■ Task input ■
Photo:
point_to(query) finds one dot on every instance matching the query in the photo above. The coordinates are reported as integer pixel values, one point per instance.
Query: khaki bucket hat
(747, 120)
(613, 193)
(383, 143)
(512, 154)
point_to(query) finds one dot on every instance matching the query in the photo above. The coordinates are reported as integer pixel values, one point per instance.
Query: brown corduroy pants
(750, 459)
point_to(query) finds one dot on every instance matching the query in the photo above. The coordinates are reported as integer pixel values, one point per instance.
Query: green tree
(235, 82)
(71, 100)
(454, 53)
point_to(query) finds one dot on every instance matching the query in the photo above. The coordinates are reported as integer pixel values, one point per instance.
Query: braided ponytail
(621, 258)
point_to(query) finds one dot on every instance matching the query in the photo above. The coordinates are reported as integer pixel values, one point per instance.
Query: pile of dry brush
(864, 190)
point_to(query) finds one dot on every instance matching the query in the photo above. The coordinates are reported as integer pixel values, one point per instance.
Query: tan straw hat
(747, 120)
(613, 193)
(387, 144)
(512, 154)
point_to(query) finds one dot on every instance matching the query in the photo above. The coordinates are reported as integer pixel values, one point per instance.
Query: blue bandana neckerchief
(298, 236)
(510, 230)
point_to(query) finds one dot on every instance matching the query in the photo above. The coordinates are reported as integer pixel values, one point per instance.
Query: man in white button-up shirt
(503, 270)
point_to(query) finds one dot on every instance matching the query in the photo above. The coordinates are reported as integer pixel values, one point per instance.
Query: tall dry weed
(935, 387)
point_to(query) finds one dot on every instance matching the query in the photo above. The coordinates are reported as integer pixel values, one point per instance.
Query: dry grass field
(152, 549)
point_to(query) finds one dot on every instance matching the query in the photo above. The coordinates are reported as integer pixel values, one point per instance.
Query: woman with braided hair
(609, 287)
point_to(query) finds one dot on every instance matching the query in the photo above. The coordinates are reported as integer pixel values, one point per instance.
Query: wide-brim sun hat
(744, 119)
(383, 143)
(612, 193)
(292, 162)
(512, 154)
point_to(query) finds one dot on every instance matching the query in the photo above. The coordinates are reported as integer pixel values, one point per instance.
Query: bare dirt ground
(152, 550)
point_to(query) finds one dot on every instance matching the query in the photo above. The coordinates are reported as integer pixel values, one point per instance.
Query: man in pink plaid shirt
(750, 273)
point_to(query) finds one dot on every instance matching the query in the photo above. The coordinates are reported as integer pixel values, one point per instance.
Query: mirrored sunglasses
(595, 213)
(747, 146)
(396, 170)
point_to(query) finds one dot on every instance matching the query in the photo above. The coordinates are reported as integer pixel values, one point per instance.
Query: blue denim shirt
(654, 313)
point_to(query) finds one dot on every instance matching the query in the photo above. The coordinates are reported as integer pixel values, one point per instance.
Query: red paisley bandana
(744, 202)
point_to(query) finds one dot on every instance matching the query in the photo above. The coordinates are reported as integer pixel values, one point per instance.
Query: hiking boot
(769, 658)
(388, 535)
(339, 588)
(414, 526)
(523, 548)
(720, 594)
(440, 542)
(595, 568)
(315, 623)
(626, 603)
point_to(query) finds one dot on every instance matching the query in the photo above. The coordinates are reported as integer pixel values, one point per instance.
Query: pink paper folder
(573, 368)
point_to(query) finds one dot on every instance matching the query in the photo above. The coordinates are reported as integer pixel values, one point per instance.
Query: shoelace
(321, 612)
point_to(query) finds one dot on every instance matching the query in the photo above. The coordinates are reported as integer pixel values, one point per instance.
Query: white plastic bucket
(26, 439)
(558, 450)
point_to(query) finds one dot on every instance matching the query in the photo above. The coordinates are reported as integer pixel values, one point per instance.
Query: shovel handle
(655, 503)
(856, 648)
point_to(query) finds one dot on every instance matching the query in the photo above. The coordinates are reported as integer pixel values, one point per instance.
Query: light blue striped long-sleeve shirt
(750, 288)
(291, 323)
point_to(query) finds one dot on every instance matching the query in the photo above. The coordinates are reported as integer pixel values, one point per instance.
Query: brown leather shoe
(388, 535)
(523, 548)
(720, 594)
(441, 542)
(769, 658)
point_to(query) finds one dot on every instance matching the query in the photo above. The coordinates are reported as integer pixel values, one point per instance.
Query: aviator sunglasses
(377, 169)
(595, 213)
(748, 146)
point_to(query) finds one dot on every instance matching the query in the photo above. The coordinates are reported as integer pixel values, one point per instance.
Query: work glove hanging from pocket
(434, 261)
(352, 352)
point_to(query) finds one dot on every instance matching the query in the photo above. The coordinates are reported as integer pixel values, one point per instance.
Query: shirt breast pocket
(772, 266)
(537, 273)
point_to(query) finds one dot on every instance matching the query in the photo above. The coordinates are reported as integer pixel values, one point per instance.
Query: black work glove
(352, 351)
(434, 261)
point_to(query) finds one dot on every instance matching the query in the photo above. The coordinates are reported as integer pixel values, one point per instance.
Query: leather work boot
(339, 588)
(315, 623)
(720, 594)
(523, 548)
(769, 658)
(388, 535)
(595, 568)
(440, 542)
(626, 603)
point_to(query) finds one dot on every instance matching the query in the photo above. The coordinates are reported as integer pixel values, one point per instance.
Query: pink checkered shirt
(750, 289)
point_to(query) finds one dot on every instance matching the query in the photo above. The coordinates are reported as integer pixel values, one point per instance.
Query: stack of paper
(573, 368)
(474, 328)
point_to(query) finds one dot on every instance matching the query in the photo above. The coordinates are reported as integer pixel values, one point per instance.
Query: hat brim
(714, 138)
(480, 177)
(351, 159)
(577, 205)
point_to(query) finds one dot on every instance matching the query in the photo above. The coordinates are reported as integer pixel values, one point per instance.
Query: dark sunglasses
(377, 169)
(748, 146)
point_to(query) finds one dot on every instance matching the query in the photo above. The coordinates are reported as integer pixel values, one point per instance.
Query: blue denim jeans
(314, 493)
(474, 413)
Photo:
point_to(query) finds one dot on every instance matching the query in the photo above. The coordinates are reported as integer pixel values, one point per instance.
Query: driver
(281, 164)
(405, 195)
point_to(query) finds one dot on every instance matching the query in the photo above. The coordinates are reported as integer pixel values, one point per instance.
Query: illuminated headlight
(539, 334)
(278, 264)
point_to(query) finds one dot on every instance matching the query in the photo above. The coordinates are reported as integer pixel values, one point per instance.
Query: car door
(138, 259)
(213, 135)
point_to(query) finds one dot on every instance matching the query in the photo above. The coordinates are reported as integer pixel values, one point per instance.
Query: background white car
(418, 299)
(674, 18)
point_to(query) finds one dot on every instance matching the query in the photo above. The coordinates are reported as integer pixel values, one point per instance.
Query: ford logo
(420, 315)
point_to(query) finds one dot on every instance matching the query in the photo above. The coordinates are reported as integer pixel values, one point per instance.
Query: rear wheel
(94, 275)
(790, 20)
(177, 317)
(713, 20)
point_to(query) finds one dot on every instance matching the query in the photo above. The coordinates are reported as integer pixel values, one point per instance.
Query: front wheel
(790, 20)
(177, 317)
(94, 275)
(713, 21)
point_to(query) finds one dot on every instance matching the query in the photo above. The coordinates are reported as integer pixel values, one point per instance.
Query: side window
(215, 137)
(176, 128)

■ How to complete this task ■
For this exercise, output the records in full, exactly.

■ Reply to the exercise ■
Photo:
point_to(query) finds one dot on every instance matching the query in the photo above. The coordinates are reported as integer pixel values, one point per instance.
Query: khaki bucket hat
(747, 120)
(613, 193)
(383, 143)
(512, 154)
point_to(query) finds one dot on every instance matching the query in the photo above. The coordinates are reported as integer pixel values, one point per instance.
Query: brown corduroy pants
(750, 459)
point_to(query) finds one dot on every instance matching the query in the photo above. The coordinates are reported as integer pixel values, one point per instance.
Query: green tree
(235, 82)
(71, 100)
(454, 53)
point_to(query) finds one dot on every instance matching the query in the photo above. The coordinates are reported as integer pixel values, one point per instance.
Query: braided ponytail
(621, 258)
point_to(query) finds one dot on every instance matching the query in the photo above. The coordinates are reported as integer pixel values, one point per instance.
Query: pile of dry brush
(864, 190)
point_to(query) finds one dot on every instance matching the query in the photo above. The coordinates are reported as integer pixel values, one point per instance.
Query: tan straw hat
(747, 120)
(613, 193)
(387, 144)
(512, 154)
point_to(query) finds one dot on every instance matching the query in the photo above. The coordinates are reported as integer pixel values, one point per instance.
Query: blue bandana neckerchief
(298, 236)
(510, 230)
point_to(query) finds one dot on every instance matching the query in the photo above. The coordinates are reported as integer pixel values, one point per instance.
Query: man in white button-up shirt
(503, 270)
point_to(query) finds one dot on every instance matching the query in the photo above. The coordinates are reported as integer pixel values, one point per instance.
Query: tall dry weed
(935, 387)
point_to(query) finds one dot on every instance matching the query in the photo above. The coordinates are reported as integer pixel values, one point per instance.
Query: dry grass field
(152, 549)
point_to(query) finds one dot on every instance matching the query in the photo above. The coordinates are reported as integer pixel values, one point per instance.
Query: woman with braided hair
(609, 287)
point_to(query) finds one dot on every instance matching the query in the photo above. The coordinates are reported as integer pixel values, one point per instance.
Query: wide-brim sun hat
(744, 119)
(383, 143)
(612, 193)
(292, 162)
(512, 154)
point_to(query) finds one dot on every instance matching the query in the photo above. The coordinates are reported as integer pixel values, one point per instance.
Query: bare dirt ground
(152, 550)
point_to(query) finds one dot on every instance matching the query in the photo above. The coordinates are reported as integer pixel values, one point per instance.
Query: man in pink plaid shirt
(750, 273)
point_to(query) finds one dot on every instance matching the query in the photo above. The coordinates are reported as integer pixel values, one point per instance.
Query: mirrored sunglasses
(595, 213)
(747, 146)
(396, 170)
point_to(query) finds one dot on every instance matching the query in the photo above. The coordinates are reported as integer pixel values, one point per instance.
Query: blue denim shirt
(654, 313)
point_to(query) finds one dot on every instance matching the query in the photo above. The coordinates are reported as integer pixel values, one point per instance.
Query: red paisley bandana
(744, 202)
point_to(query) finds one dot on every instance matching the query in the photo above. The coordinates are reported as integer pixel values, one point per instance.
Query: hiking boot
(769, 658)
(388, 535)
(339, 588)
(414, 526)
(523, 548)
(720, 594)
(440, 542)
(595, 568)
(315, 623)
(626, 603)
point_to(query) finds one dot on every instance matching the query in the photo above. The coordinates are reported as integer pixel values, one point per instance.
Query: pink paper folder
(573, 368)
point_to(query) finds one dot on every instance matching the query in the photo above. The coordinates are reported as integer pixel values, one point per instance.
Query: shoelace
(321, 612)
point_to(query) finds one dot on every instance matching the query in the photo above. The coordinates are reported as integer pixel values, one point per instance.
Query: white plastic bucket
(26, 439)
(558, 450)
point_to(query) finds one dot on every instance matching the query in the photo above. The coordinates are reported as integer pixel values, one point per instance.
Query: shovel handle
(655, 503)
(856, 648)
point_to(query) finds one dot on every instance matching the query in the photo above. The coordinates are reported as integer pixel values, one point per instance.
Query: light blue striped long-sleeve shirt
(750, 288)
(291, 323)
point_to(query) finds one dot on every instance matching the query in the photo above. The coordinates are reported as integer pixel values, one point per instance.
Query: brown leather shoe
(388, 535)
(523, 548)
(720, 594)
(441, 542)
(769, 658)
point_to(query) finds one dot on every instance matching the query in the photo above. The coordinates are reported as integer pixel values, one point per instance.
Query: aviator sunglasses
(377, 169)
(595, 213)
(748, 146)
point_to(query) finds one dot on every instance matching the query in the photo above. The coordinates are reported as integer pixel values, one point per instance.
Query: work glove hanging from pocket
(434, 261)
(352, 352)
point_to(query) finds one dot on every instance matching the query in the photo above. The coordinates are reported as integer pixel values, one point per instance.
Query: shirt breast pocket
(772, 266)
(537, 273)
point_to(query) finds one dot on every instance matching the query in the photo above. The coordinates are reported as integer pixel values, one point per instance.
Query: black work glove
(352, 351)
(434, 261)
point_to(query) finds one dot on every instance matching the query in the photo above. The coordinates are reported as integer pixel values, one point per instance.
Query: leather work boot
(339, 588)
(315, 623)
(720, 594)
(523, 548)
(769, 658)
(388, 535)
(595, 568)
(440, 542)
(626, 603)
point_to(query) finds one dot on every instance matching the query in the photo above. The coordinates are reported as integer pixel values, one point per instance.
Query: pink checkered shirt
(750, 289)
point_to(query) finds one dot on every instance matching the query in the photo above. The coordinates are reported as integer pixel values, one point per instance.
Query: stack of paper
(573, 368)
(474, 328)
point_to(query) finds one dot on every instance matching the query in the photo above. The coordinates are reported as integer pixel values, one point per instance.
Query: hat brim
(714, 138)
(480, 177)
(351, 159)
(577, 205)
point_to(query) finds one dot on every instance matching the query in the photo above. The coordinates are reported as integer pixel values, one point per instance.
Query: dark sunglasses
(377, 169)
(748, 146)
point_to(query) finds one dot on every instance matching the query in the photo above. The coordinates are reported as integer pixel values, one point per instance.
Query: blue denim jeans
(314, 493)
(474, 413)
Photo:
point_to(query) finds one dot on every instance matching the query in the photo above. The coordinates are reported as integer pixel values, one point per instance.
Query: driver
(281, 164)
(405, 195)
point_to(query) finds one dot on every instance matching the query in the photo above. The coordinates are reported as integer pixel values, one point per instance.
Query: illuminated headlight
(539, 334)
(278, 264)
point_to(query) finds one dot on every instance matching the query in the photo above. The coordinates are reported as integer pixel values, one point per instance.
Query: car door
(138, 259)
(213, 135)
point_to(query) finds one dot on every instance matching the query in the photo above. The coordinates are reported as integer pixel values, one point per instance.
Query: background white car
(418, 299)
(674, 18)
point_to(query) finds one dot on every instance matching the query in the photo above. The coordinates are reported as integer pixel values, one point per instance.
Query: ford logo
(420, 315)
point_to(query) finds one dot on every instance matching the query in the photo above. The coordinates are reported as integer pixel values, one point per instance.
Query: rear wheel
(94, 275)
(790, 20)
(177, 317)
(713, 20)
point_to(query) finds one dot on every instance matching the query in the photo above. The coordinates are reported as integer pixel values, one point per instance.
Query: front wheel
(790, 20)
(177, 317)
(94, 275)
(713, 21)
point_to(query) finds one dot on every instance matching the query in the photo above. The coordinates are reported as integer pixel values, one point per instance.
Query: side window
(215, 137)
(176, 128)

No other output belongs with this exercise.